Requirement 1
Do the following statements agree with the passage on police ID demands? (a) Ms. Scarborough's call to the police department's general counsel was returned. (b) The Burger court decided Brown vs. Texas. (c) Glenn Reynolds links the piece by Melanie Scarborough. Answer yes or no for each, quoting the deciding words of the passage.

Extract
▼▼▼
Glenn Reynolds links a very thoughtful piece by Melanie Scarborough which brought back old memories for me. Apparently, Washington DC police are blocking off streets when they feel like it and then demanding ID from people who simply want to walk from place to place. Ms. Scarborough asks some good questions:

Which statute requires law-abiding citizens to produce ID to walk down a sidewalk? What law says that citizens must explain to police where they are going and why?
A call to the police departments general counsel asking that question was not returned. Unfortunately, there likely is some badly written statute that the Metropolitan police can contort into affording them sweeping powers — similar to the Secret Service’s ability to operate virtually unchecked by claiming it is protecting someone or something.

I can understand why the general counsel failed to call her back. If in fact there there is some badly written statute requiring law-abiding citizens to produce ID to walk down a sidewalk and explain to police where they are going and why, it is unconstitutional under a long line of United States Supreme Court cases.
In Brown vs. Texas 443 U.S. 47 (1979), the Burger court reversed the conviction of a man for:

refusing to comply with a policeman’s demand that he identify himself pursuant to a provision of the Texas Penal Code which makes it a crime to refuse such identification on request.
▲▲▲
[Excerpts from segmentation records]
▼▼▼
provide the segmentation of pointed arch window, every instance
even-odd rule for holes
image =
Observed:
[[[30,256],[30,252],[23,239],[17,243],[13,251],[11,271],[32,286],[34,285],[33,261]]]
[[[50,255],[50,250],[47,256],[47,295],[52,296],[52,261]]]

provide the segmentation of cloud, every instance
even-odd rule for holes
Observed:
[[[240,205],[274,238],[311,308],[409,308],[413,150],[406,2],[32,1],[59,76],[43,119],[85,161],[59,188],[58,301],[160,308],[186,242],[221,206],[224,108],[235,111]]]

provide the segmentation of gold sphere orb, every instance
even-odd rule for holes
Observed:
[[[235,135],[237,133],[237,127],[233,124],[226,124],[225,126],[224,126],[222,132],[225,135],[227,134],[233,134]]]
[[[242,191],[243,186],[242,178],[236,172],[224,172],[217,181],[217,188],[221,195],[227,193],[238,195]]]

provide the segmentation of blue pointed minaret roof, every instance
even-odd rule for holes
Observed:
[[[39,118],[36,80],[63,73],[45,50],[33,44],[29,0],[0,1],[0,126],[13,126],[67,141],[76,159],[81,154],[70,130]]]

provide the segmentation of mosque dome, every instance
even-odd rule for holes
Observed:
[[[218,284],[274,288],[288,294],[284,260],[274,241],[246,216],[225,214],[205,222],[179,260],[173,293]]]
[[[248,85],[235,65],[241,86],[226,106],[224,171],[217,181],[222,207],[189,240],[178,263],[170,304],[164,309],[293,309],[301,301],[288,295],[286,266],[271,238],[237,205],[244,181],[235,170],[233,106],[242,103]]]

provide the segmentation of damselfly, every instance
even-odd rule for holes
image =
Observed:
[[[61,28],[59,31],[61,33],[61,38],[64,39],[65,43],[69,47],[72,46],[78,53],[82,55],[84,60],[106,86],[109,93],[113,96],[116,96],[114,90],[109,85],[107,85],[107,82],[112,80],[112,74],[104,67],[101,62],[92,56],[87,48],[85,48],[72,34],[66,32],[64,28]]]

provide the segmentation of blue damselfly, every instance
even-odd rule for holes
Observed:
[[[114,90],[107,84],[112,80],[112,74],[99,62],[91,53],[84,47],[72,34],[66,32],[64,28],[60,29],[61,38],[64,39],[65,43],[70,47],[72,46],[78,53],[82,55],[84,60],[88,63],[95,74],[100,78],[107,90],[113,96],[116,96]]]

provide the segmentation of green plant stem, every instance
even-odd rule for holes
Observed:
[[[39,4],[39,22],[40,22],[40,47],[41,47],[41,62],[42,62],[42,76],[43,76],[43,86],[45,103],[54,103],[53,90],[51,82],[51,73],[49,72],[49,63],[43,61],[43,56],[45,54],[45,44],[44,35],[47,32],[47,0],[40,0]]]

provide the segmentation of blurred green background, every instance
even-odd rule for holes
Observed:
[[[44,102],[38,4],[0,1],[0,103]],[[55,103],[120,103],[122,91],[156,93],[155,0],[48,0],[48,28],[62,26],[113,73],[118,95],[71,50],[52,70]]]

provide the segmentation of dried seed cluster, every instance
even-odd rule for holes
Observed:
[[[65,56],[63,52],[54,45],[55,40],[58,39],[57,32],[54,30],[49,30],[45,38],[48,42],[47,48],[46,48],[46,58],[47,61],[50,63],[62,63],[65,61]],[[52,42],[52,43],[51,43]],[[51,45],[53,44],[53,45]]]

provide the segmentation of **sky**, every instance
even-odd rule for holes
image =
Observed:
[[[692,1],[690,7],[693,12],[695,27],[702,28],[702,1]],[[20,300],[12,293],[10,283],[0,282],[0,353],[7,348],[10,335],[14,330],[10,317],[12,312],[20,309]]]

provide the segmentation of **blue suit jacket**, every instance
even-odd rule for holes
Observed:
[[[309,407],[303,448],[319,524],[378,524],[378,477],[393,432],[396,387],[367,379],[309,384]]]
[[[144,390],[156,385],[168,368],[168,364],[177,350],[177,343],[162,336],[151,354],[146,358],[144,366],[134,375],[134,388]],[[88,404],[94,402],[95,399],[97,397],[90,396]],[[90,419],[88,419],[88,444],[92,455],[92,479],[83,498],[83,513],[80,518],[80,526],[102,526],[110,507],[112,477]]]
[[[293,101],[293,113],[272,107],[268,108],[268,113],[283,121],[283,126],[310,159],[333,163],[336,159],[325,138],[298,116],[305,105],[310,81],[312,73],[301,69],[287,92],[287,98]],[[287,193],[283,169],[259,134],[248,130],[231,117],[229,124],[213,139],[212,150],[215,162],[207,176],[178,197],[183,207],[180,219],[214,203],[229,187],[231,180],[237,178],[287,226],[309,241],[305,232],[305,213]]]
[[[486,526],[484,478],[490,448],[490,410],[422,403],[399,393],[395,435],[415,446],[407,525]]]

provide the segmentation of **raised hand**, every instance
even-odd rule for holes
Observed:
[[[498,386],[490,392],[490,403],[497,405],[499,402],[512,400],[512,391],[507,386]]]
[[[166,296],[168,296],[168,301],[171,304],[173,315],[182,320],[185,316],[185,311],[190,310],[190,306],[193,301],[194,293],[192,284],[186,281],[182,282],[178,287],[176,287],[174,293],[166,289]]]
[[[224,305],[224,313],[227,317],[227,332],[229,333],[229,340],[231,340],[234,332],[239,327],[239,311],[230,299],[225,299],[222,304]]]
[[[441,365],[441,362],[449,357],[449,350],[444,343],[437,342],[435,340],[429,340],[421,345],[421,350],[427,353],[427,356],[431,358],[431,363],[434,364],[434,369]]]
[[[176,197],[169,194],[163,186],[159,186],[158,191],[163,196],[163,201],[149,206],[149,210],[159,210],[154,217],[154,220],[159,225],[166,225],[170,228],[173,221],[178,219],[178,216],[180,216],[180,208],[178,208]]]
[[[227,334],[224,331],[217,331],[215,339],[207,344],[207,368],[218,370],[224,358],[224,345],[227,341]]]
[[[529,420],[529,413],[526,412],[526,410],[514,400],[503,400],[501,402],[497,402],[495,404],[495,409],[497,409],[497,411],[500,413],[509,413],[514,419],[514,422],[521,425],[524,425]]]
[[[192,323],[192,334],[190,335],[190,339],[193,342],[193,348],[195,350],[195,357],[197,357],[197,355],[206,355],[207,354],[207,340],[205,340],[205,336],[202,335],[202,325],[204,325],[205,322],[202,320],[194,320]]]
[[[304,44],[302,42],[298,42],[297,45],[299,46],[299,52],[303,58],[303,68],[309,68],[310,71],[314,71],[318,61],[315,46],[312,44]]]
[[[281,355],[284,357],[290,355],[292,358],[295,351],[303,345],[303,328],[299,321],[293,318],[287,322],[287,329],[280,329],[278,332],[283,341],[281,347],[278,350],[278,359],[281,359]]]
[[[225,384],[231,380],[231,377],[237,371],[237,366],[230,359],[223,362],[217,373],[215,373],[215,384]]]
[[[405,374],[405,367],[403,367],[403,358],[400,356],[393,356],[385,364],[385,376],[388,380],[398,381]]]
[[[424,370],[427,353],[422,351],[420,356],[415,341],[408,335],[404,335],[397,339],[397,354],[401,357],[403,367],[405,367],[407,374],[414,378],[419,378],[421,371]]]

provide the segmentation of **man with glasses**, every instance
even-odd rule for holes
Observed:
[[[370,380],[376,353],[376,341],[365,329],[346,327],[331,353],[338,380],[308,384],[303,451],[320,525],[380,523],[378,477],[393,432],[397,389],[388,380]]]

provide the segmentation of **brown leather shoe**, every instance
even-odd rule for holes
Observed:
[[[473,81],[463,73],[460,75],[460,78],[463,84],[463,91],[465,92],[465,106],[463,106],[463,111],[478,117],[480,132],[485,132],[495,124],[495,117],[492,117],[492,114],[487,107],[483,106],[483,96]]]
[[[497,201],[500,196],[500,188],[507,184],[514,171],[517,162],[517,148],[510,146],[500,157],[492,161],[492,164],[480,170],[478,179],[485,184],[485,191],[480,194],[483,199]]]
▲▲▲
Requirement 2
Which lines of the listing contain the string "blue"? Collect every such line in full, and treat uppercase and lowercase as different.

Finished answer 1
(a) No: "A call to the police departments general counsel asking that question was not returned."
(b) Yes: "In Brown vs. Texas 443 U.S. 47 (1979), the Burger court reversed the conviction of a man"
(c) Yes: "Glenn Reynolds links a very thoughtful piece by Melanie Scarborough"

Finished answer 2
provide the segmentation of blue pointed minaret roof, every instance
provide the segmentation of blue damselfly, every instance
provide the segmentation of **blue suit jacket**, every instance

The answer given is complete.